DOCUMENT PASSAGE:
┌──
Saturday, September 1, 2012

Senegal: Biomass Plant Lights Up Rural Senegal

By Koffigan E. Adigbli, 30 August 2012, allAfrica.com

A new power plant in the eastern Senegalese village of Kalom is generating more than just electricity. Powered by agricultural waste, the station has lit up homes, lightened women's domestic burdens and even put a little money in some residents' pockets.

The 32 kilowatt generator, which uses groundnut shells and dried millet stalks for fuel, was built with 245,000 dollars of funding from DEG (the German Investment Corporation) and German municipal power company Stadtwerke Mainz.

The local midwife, Ami Mbaye, is delighted to have electric lights in the village. She used to rely on storm lanterns when attending a birth at night, but with power in the health centre, it's much easier to care for patients.

"It wasn't easy for us to work at night. Now we don't have any problems. But we do need the government to install some additional equipment to make us more effective," she told IPS.

"Everyone used to pay 100 CFA francs per device to charge our cellphone batteries," said Abdoulaye Faye, a teacher in Kalom. "We would give them to a young guy who would take them to the closest town, Fatick, more than 20 kilometres away. Then you had to wait a week to get them back. Now we just charge them at home."

Faye said the farm residue that was previously useless has become a source of income. "You get paid at least 125 CFA francs per kilo, depending on the quality of the waste - so collecting waste is keeping people busy, especially young people. I do it sometimes too."

Almami N'Diaye, who runs the plant, says that to begin with, it will generate only 15 percent of its total capacity.
└──
SET OF TASKS:
1) Check each statement against the article on the Kalom biomass plant and answer yes or no, quoting the words that decide it. (a) The plant burns groundnut shells and dried millet stalks. (b) The World Bank paid for the generator. (c) Fatick lies less than 10 kilometers from Kalom.
2) According to the article on the Kalom biomass plant, how much did each person pay per device to have a cellphone battery charged before the plant opened?
3) Resume the article on the Kalom biomass plant after its final sentence.

PROVIDED DATA:
┌──
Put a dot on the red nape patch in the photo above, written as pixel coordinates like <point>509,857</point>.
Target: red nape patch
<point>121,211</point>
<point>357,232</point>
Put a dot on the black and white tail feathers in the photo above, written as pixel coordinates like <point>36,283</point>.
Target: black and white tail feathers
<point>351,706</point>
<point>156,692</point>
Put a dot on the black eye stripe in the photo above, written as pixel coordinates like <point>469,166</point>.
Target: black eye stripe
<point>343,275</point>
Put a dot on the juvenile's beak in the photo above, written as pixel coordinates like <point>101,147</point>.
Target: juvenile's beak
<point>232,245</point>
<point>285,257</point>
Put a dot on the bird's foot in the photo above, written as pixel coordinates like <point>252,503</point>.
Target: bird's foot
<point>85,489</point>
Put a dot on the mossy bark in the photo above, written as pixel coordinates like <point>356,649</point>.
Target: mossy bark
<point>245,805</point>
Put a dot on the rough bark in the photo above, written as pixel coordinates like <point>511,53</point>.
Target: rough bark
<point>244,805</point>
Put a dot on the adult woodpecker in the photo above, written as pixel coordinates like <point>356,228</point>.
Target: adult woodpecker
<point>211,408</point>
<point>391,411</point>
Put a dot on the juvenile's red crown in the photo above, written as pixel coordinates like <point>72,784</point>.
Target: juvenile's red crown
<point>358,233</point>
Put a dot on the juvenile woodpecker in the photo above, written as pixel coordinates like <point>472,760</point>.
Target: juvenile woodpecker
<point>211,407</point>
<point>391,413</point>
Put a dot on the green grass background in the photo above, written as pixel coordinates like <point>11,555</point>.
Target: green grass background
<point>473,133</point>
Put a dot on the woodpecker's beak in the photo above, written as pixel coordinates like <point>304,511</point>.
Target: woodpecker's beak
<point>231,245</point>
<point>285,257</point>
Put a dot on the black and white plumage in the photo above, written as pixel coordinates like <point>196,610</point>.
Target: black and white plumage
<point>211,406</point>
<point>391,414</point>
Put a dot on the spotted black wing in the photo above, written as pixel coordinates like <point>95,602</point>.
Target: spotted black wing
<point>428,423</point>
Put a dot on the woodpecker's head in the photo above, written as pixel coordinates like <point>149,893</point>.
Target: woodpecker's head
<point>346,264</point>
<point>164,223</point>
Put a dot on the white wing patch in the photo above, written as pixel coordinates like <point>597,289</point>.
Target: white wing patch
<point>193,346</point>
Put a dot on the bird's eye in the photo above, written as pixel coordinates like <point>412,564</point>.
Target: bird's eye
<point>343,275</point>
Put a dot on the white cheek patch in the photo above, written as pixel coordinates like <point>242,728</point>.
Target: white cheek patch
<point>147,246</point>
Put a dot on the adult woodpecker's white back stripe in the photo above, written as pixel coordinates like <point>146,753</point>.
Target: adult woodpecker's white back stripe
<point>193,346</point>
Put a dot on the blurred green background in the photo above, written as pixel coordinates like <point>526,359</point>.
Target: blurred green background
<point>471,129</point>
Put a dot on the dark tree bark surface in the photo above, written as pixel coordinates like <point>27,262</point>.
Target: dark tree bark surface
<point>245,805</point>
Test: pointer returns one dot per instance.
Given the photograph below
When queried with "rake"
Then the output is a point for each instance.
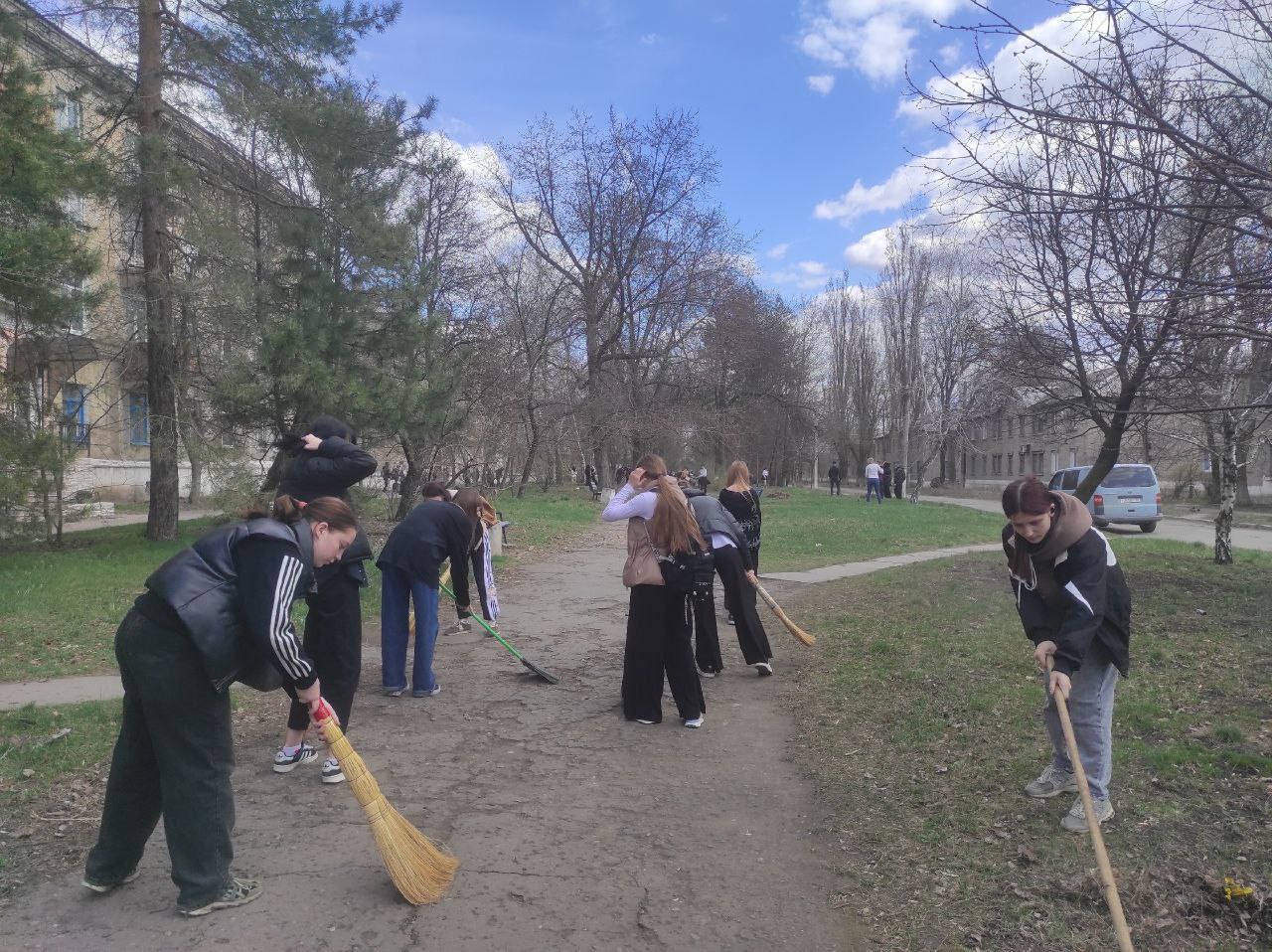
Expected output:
(1102, 857)
(540, 672)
└──
LIST OF ANSWERS:
1)
(a) Yes: "uses groundnut shells and dried millet stalks for fuel"
(b) No: "built with 245,000 dollars of funding from DEG (the German Investment Corporation) and German municipal power company Stadtwerke Mainz"
(c) No: "the closest town, Fatick, more than 20 kilometres away"

2) 100 CFA francs per device.

3)
"To light up the village for a week, we need three tonnes of shells and millet chaff. We're not lacking in fuel because the villagers have the habit of saving these residues (after the harvest)," he told IPS.

François Sène, a farmer from the village, told IPS that since the power plant started working, he and his family have been going out every day looking for fuel for the plant.

"You can earn 5,000 CFA (around 9.50 dollars) a day. So after we finish on our own farm, I go out with my two wives and five sons to see what farm waste we can find before coming home. It's a blessing to earn a little money like this ..."

Wolla Ndiaye, a senator and resident of the village, said that each house pays for its consumption, depending on the number of bulbs and electrical appliances it uses, and the price per kilowatt-hour is 250 CFA (around 47 cents).

"All 1,300 residents living on the village's 115 stands (lots) are connected to the grid, except for three houses that are still under construction. And more than 80 percent of the power generated is not (yet) being used."

But Ndiaye explained that in order to cover the monthly operating costs of the plant - which vary between 95 and 115 dollars - it will be important for the 15 other villages in the surrounding area to be connected to the power station.

During a visit to Kalom, the Senegalese minister for energy and mines, Aly Ngouille Ndiaye, promised to look into how the plant can be linked to adjoining areas. He promised to take up the question of transmission to neighbouring villages with the Senegalese Agency for Rural Electrification.

"Not only do you have the right to enjoy electricity just like people in the city," the minister told villagers," but as someone with rural roots myself, I know how lacking electricity can hinder development."

According to Alioune Diouf, head of monitoring for the National Biogas Programme at the energy ministry, the government initiated the programme in Senegal in 2006, with the objective of ensuring the sustainable supply of peri-urban and rural households with energy for lighting and cooking.

"Waste-based electricity generation projects were also launched in 2008 in the Kaolack, Fatick, Ziguinchor and Kolda regions," said Diouf. He told IPS that 325 biodigesters were set up in these regions in the western and southern parts of the country between June 2010 and mid-2012.

"We envisage (building) around 8,000 between now and 2013," said Diouf.